> REQUIRED ACTION: From the records below, copy out exactly the lines from the one containing "Query: statue's hat" to the one containing "of the dense", both included. Add nothing else.

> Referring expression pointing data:
- - - - - - -

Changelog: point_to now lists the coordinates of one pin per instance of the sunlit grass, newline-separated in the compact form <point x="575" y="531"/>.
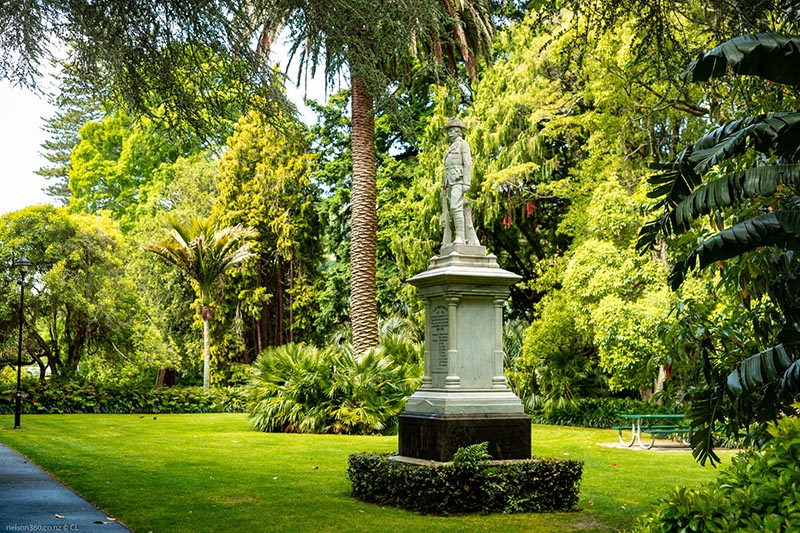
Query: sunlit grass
<point x="174" y="473"/>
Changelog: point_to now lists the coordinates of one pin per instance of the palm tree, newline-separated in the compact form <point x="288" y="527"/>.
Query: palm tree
<point x="761" y="195"/>
<point x="129" y="52"/>
<point x="203" y="252"/>
<point x="376" y="41"/>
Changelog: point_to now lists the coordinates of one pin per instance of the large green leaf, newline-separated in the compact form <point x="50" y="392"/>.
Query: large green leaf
<point x="775" y="228"/>
<point x="704" y="412"/>
<point x="767" y="55"/>
<point x="758" y="369"/>
<point x="777" y="133"/>
<point x="755" y="182"/>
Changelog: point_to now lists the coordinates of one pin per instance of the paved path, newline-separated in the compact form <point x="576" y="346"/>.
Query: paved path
<point x="32" y="500"/>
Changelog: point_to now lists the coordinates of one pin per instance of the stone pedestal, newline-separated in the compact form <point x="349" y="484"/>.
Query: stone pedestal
<point x="464" y="398"/>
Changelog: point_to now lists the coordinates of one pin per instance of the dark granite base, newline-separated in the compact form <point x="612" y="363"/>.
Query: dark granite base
<point x="438" y="437"/>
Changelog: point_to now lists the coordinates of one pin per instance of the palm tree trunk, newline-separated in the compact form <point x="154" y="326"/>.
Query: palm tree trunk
<point x="206" y="356"/>
<point x="364" y="222"/>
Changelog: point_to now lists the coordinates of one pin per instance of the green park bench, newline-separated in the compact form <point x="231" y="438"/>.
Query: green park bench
<point x="654" y="425"/>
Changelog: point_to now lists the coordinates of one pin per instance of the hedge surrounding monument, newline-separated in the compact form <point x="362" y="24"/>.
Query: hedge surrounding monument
<point x="468" y="484"/>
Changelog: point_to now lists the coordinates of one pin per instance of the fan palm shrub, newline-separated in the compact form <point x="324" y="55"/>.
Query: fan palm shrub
<point x="306" y="389"/>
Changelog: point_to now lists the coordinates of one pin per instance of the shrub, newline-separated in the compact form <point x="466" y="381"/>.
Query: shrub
<point x="758" y="491"/>
<point x="58" y="397"/>
<point x="306" y="389"/>
<point x="470" y="483"/>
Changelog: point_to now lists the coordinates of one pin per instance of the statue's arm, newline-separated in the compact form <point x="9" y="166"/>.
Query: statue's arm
<point x="466" y="158"/>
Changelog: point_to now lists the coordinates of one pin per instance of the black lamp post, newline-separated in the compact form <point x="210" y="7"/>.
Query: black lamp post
<point x="22" y="266"/>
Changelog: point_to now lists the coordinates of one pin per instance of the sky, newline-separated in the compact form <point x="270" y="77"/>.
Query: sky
<point x="20" y="141"/>
<point x="20" y="147"/>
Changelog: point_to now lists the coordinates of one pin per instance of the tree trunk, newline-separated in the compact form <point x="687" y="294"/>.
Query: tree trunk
<point x="364" y="222"/>
<point x="206" y="349"/>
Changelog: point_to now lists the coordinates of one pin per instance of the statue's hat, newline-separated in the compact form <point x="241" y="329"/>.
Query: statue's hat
<point x="455" y="122"/>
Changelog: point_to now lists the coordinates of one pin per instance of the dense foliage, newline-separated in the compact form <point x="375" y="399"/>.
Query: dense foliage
<point x="758" y="491"/>
<point x="470" y="483"/>
<point x="59" y="397"/>
<point x="300" y="388"/>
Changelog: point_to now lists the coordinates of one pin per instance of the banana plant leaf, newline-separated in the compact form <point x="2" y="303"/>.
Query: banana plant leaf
<point x="775" y="228"/>
<point x="758" y="369"/>
<point x="767" y="55"/>
<point x="754" y="182"/>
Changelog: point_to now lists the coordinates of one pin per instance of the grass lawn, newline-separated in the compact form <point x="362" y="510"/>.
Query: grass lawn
<point x="198" y="473"/>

- - - - - - -

> RESPONSE AREA:
Query: statue's hat
<point x="455" y="122"/>
Changelog: point_to now lists the coordinates of one pin per instance of the dense foliage, newline-separated in the compact form <point x="375" y="399"/>.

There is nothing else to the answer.